Problem to work on. Output every record exactly, apart from its images.
─── Extracted records
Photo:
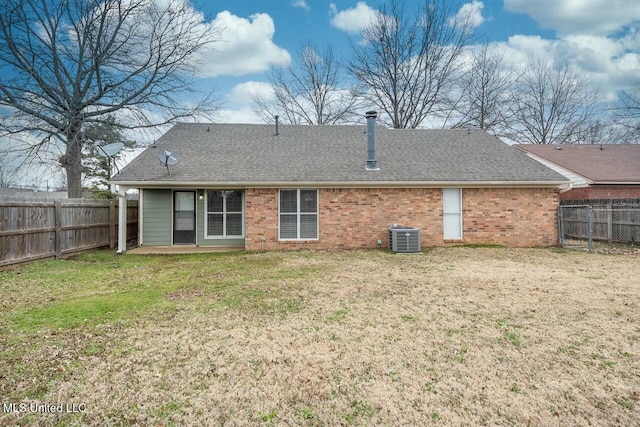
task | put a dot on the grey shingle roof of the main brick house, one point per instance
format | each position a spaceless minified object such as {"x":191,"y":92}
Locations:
{"x":324,"y":155}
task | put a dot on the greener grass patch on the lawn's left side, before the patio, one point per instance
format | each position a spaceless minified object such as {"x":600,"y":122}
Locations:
{"x":99,"y":286}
──────
Response below.
Photo:
task | put a dot on the grey shingle roof of the main brick house, one point per instance
format | each position a spaceless minified object such as {"x":191,"y":92}
Locations:
{"x":324,"y":155}
task | put a dot on the greener grass patch on the lawn's left side, before the patio, one point per instance
format | each position a spaceless minified object such as {"x":600,"y":122}
Locations:
{"x":99,"y":286}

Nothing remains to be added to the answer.